__Dataset extract__.
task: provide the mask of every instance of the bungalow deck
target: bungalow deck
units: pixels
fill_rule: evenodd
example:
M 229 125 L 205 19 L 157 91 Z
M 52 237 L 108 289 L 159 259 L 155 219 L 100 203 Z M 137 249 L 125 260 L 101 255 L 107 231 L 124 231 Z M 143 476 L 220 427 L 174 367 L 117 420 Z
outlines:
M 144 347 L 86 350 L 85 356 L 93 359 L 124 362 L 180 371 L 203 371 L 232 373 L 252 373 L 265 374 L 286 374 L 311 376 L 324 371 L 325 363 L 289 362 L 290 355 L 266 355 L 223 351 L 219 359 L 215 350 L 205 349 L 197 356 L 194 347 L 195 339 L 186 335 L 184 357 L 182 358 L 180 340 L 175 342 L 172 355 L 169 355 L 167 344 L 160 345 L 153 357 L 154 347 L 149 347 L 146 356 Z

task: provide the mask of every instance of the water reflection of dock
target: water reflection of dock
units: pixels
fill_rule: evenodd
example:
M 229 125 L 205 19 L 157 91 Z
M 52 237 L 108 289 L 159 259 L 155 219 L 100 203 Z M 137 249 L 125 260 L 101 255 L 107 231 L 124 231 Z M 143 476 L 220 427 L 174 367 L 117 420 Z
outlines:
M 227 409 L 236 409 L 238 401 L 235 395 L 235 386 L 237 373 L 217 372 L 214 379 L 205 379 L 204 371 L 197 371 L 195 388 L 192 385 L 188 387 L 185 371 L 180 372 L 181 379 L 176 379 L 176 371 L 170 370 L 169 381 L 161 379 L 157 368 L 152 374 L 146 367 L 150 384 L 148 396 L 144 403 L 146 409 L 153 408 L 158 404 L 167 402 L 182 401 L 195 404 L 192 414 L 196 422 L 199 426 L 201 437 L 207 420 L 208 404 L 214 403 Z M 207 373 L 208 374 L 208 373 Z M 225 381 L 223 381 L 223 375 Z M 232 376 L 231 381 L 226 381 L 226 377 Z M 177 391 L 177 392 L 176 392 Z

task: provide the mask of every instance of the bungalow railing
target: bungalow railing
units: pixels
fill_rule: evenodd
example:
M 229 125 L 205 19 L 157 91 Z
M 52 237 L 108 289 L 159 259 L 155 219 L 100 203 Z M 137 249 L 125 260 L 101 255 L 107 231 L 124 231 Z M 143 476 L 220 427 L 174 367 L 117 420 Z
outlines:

__Instruction__.
Rewrite all of the lines above, substituting "cabin" for every occurrence of "bungalow" and leaving everything else unchanged.

__Task answer__.
task: provide the mask of every instance of the cabin deck
target: cabin deck
units: pixels
fill_rule: evenodd
example:
M 229 125 L 205 19 L 157 91 Z
M 52 237 L 108 289 L 159 259 L 155 219 L 100 203 Z M 137 249 L 125 260 L 101 255 L 107 231 L 124 231 Z M 143 476 L 220 427 L 174 367 L 117 420 Z
outlines:
M 144 347 L 86 350 L 85 356 L 93 359 L 124 362 L 180 371 L 203 371 L 232 373 L 252 373 L 265 374 L 286 374 L 311 376 L 324 371 L 325 363 L 289 362 L 290 355 L 266 355 L 223 351 L 219 359 L 215 350 L 205 349 L 197 356 L 194 347 L 195 339 L 186 335 L 184 357 L 182 358 L 180 340 L 175 342 L 172 355 L 169 355 L 167 344 L 160 345 L 153 357 L 154 347 L 149 347 L 146 356 Z

task: provide the mask of every instance of the water reflection of dock
target: water reflection of dock
units: pixels
fill_rule: evenodd
example:
M 229 125 L 205 19 L 157 91 Z
M 52 237 L 108 289 L 159 259 L 155 219 L 100 203 Z M 137 249 L 125 260 L 101 255 L 107 231 L 124 231 Z M 143 476 L 220 427 L 174 367 L 117 420 Z
outlines:
M 227 409 L 236 409 L 238 401 L 235 395 L 235 386 L 237 373 L 217 372 L 214 379 L 205 379 L 204 371 L 197 371 L 195 388 L 192 385 L 188 387 L 185 371 L 180 372 L 181 379 L 176 379 L 176 371 L 170 370 L 169 381 L 161 379 L 157 368 L 152 374 L 146 367 L 150 384 L 148 396 L 144 403 L 146 409 L 153 408 L 158 404 L 167 402 L 182 401 L 195 404 L 192 414 L 196 422 L 199 426 L 201 437 L 207 420 L 208 404 L 214 403 Z M 207 373 L 208 374 L 208 373 Z M 225 381 L 223 381 L 223 375 Z M 232 376 L 231 381 L 226 381 L 226 377 Z M 177 391 L 177 392 L 176 392 Z

task: provide the mask of every instance of the cabin railing
target: cabin railing
units: pixels
fill_rule: evenodd
example:
M 229 125 L 205 19 L 157 91 Z
M 52 237 L 108 289 L 159 259 L 155 219 L 100 203 Z M 137 249 L 125 260 L 101 255 L 107 231 L 124 231 Z M 143 476 L 220 427 L 174 367 L 117 420 Z
outlines:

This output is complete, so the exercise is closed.